[What to do] Taking the line with "Can you find the cumulus" as the first and the last line of the entries as the final one, copy that span exactly.

[Given records]
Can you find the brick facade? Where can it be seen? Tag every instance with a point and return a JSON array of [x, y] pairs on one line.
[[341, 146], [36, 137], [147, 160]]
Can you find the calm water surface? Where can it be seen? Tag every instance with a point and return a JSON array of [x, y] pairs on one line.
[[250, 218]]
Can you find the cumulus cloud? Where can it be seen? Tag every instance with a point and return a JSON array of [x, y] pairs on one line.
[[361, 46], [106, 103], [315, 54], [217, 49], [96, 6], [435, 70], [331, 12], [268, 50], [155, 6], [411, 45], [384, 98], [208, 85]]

[Solution]
Can you find the cumulus cloud? Where can it be seen? Tag every instance with a point and return a JSON array of [x, y] pairs on one line.
[[361, 46], [106, 103], [315, 54], [217, 49], [96, 6], [435, 70], [331, 12], [268, 50], [155, 6], [411, 45], [384, 98], [208, 85]]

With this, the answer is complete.